- [SUPPLIED DATA]
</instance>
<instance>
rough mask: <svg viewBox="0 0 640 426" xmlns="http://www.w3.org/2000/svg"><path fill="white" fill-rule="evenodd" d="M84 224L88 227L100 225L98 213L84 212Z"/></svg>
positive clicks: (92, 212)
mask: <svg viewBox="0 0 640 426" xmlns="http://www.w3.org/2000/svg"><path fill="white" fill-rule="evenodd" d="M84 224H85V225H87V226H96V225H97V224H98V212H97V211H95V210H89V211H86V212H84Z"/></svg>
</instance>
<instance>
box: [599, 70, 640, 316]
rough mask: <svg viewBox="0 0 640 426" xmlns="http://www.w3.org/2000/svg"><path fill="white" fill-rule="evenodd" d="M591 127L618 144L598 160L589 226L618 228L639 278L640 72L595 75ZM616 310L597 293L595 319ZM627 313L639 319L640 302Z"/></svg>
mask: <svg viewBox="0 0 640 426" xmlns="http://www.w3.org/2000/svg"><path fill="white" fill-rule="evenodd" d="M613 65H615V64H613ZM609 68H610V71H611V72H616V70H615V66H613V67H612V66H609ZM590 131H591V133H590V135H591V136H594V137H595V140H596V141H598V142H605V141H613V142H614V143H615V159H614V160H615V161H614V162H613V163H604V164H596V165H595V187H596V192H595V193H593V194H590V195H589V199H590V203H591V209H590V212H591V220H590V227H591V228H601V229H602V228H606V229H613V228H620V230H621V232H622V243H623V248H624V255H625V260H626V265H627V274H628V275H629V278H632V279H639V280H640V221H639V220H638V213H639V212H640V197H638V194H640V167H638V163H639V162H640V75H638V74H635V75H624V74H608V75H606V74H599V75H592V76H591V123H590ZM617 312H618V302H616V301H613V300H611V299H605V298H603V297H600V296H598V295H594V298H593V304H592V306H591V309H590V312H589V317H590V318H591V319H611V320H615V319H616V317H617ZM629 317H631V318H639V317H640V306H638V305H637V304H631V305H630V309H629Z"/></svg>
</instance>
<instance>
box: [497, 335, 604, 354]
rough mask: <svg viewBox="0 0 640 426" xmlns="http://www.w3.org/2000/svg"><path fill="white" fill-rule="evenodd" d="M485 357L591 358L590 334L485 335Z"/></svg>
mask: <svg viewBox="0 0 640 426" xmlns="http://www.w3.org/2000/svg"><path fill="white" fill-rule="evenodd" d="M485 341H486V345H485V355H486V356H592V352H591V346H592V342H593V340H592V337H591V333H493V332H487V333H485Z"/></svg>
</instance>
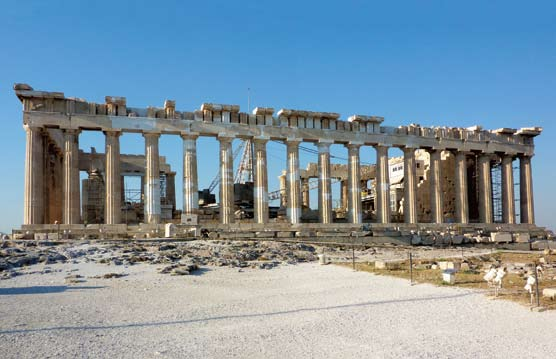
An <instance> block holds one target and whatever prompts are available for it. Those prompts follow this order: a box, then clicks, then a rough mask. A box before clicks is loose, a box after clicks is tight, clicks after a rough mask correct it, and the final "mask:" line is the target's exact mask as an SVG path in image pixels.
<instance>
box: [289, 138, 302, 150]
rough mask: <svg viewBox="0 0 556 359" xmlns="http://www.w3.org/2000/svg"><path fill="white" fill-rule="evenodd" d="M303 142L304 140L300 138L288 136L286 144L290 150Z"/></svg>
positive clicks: (294, 147)
mask: <svg viewBox="0 0 556 359" xmlns="http://www.w3.org/2000/svg"><path fill="white" fill-rule="evenodd" d="M301 142H303V140H302V139H300V138H292V137H290V138H286V146H287V148H288V149H290V150H292V149H298V148H299V145H300V144H301Z"/></svg>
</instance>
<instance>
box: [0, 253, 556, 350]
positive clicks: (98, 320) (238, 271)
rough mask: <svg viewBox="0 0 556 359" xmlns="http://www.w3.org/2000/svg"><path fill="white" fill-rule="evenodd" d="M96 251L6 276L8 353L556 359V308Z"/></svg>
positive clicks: (424, 284) (322, 265)
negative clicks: (154, 264) (555, 327)
mask: <svg viewBox="0 0 556 359" xmlns="http://www.w3.org/2000/svg"><path fill="white" fill-rule="evenodd" d="M82 246H83V245H82ZM110 256H112V254H110V255H108V256H107V257H110ZM85 257H86V256H82V257H78V258H76V259H70V260H67V261H66V262H65V263H52V264H44V263H43V264H37V265H32V266H29V267H24V268H20V269H19V272H21V273H22V275H17V276H15V277H13V278H11V279H8V280H2V281H0V308H1V312H2V317H1V320H0V353H1V354H0V355H1V357H2V358H184V357H192V358H262V357H264V358H317V357H318V358H355V357H377V358H439V357H441V358H478V357H479V358H482V357H489V358H523V357H527V358H549V357H552V356H553V354H554V352H555V351H556V344H555V342H554V340H553V331H554V330H553V329H554V321H555V319H556V317H555V316H556V312H544V313H534V312H530V311H529V309H528V308H525V307H523V306H520V305H518V304H515V303H512V302H508V301H499V300H488V299H487V298H486V297H485V296H484V295H483V293H481V292H478V291H476V290H469V289H462V288H454V287H442V286H432V285H428V284H420V285H414V286H411V285H409V282H408V281H407V280H405V279H398V278H392V277H387V276H377V275H373V274H370V273H366V272H353V271H352V270H351V269H350V268H346V267H341V266H335V265H327V266H323V265H319V264H317V263H315V262H311V263H300V264H298V265H289V264H287V263H281V264H280V265H278V266H276V267H273V269H272V270H261V269H259V267H258V266H255V268H251V266H248V267H245V268H237V267H235V268H234V267H230V266H222V267H215V266H207V267H204V266H203V267H202V268H201V269H199V270H197V271H193V272H191V274H190V275H180V276H178V275H174V276H172V275H166V274H161V273H160V271H159V270H158V269H159V268H164V267H166V266H168V265H169V264H167V263H161V264H159V265H150V264H147V263H146V262H138V263H137V264H134V265H128V266H127V267H126V266H125V265H124V264H122V265H115V264H107V263H100V261H92V260H91V261H88V262H86V261H85V260H82V259H84V258H85ZM74 260H76V261H77V263H74V262H73V261H74ZM45 267H50V272H48V273H43V272H42V270H43V269H44V268H45ZM114 273H116V274H114ZM69 276H71V277H72V278H73V279H72V280H71V281H68V277H69ZM73 280H75V281H79V280H83V281H85V282H74V281H73Z"/></svg>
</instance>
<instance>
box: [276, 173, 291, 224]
mask: <svg viewBox="0 0 556 359" xmlns="http://www.w3.org/2000/svg"><path fill="white" fill-rule="evenodd" d="M278 181H279V182H280V208H286V206H287V204H288V175H287V171H282V174H281V175H280V176H278ZM288 218H289V217H288Z"/></svg>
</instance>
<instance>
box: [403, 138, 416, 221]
mask: <svg viewBox="0 0 556 359" xmlns="http://www.w3.org/2000/svg"><path fill="white" fill-rule="evenodd" d="M403 161H404V166H403V175H404V177H403V195H404V200H403V215H404V222H405V223H417V196H416V193H417V181H416V178H415V177H416V174H417V170H416V167H415V149H414V148H409V147H404V149H403Z"/></svg>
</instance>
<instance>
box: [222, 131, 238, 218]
mask: <svg viewBox="0 0 556 359" xmlns="http://www.w3.org/2000/svg"><path fill="white" fill-rule="evenodd" d="M233 140H234V138H233V137H224V136H218V141H219V142H220V223H222V224H230V223H233V222H234V219H235V218H234V213H235V211H234V157H233V154H232V141H233Z"/></svg>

- [TRY IT] Please transcribe the records exactly from their first line through the line holding "box: [599, 70, 640, 316]", and leave out all others.

- [EXERCISE OUTPUT]
</instance>
<instance>
rough mask: <svg viewBox="0 0 640 426" xmlns="http://www.w3.org/2000/svg"><path fill="white" fill-rule="evenodd" d="M84 224L88 227L100 225L98 213L84 212Z"/></svg>
positive clicks: (92, 212)
mask: <svg viewBox="0 0 640 426" xmlns="http://www.w3.org/2000/svg"><path fill="white" fill-rule="evenodd" d="M84 224H85V225H87V226H96V225H97V224H98V212H97V211H95V210H89V211H86V212H84Z"/></svg>
</instance>
<instance>
box: [599, 70, 640, 316]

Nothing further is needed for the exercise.